----- PROVIDED TEXT
Quantitation of non-polyA mRNA - (Jun/11/2008 )
I'm exploring relative gene expression in two different chloroplast-deficient mutants strains of Arabidopsis. I'm working in a small lab at a small college, so we just received our first ever qPCR machine, which was very poorly documented and I've basically had to figure out myself, so a lot of this stuff is new to me. I've had good success doing qPCR on nuclear encoded genes by using cDNA reverse transcribed using OligoDT and total RNA. However, most chloroplast-encoded genes aren't polyadenylated, so this won't work for determining expression of chloroplast-encoded genes. If I were to reverse transcribe cDNA using reverse primer for a gene of interest along with reverse primer for a normalizer, would this at all reflect relative expression of the gene? Wouldn't differences in primer efficiency change the rate of reverse transcription and thus the ratio of chloroplast-encoded gene to normalizer would change through the cDNA synthesis? Is there any way around this, short of doing a Northern blot (we are a small lab without a radiation cert.)? Also, does anyone know of a program out there that can compare multiple primers for primer-primer interactions? I was hoping to perform just one reverse transcription using a primer cocktail for several genes at once to conserve RNA (our mutants are tiny and hard to grow so RNA is at a premium), but while everything I've found tells me to watch out for primer-primer interaction, it doesn't tell me just how I might check for that.
----------
----- LISTED RECORDS
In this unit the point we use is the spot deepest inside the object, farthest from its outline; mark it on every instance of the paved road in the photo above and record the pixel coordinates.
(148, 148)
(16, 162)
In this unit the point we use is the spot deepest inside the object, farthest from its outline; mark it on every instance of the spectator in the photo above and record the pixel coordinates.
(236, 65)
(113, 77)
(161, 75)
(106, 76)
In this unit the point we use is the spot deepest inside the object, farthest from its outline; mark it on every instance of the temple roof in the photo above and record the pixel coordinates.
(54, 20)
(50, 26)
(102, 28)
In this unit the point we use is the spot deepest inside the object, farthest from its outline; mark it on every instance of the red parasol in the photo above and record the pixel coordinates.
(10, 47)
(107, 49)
----------
----- LISTED RECORDS
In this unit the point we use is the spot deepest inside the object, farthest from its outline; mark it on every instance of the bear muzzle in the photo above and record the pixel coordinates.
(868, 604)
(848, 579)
----------
SET OF TASKS:
(a) According to the forum post on quantitating non-polyA mRNA, why won't cDNA reverse transcribed with OligoDT work for measuring chloroplast-encoded genes?
(b) Write a continuation of the forum post on quantitating non-polyA mRNA, picking up after its last sentence.
The material above is unrelated to the forum post on quantitating non-polyA mRNA.

PER-TASK ANSWERS:
(a) Most chloroplast-encoded genes aren't polyadenylated.

(b)
i don't understand the problem. why can't you just use random primers instead of oligodT primers for reverse transcription?
That would be my answer right there. Thanks. Sorry if it seemed like a rather simple question, I'm kind of figuring this stuff out on my own with little support from my supervisors and only a bachelors degree under my belt. There is a lot of information out there that is hard to find simply because people think of it as being a no-brainer.
As you already got the answer, just a small comment - Northern blot can be done using non-radioactive labelling, but - anyhow - qPCR has a number of advantages so I would stick to that.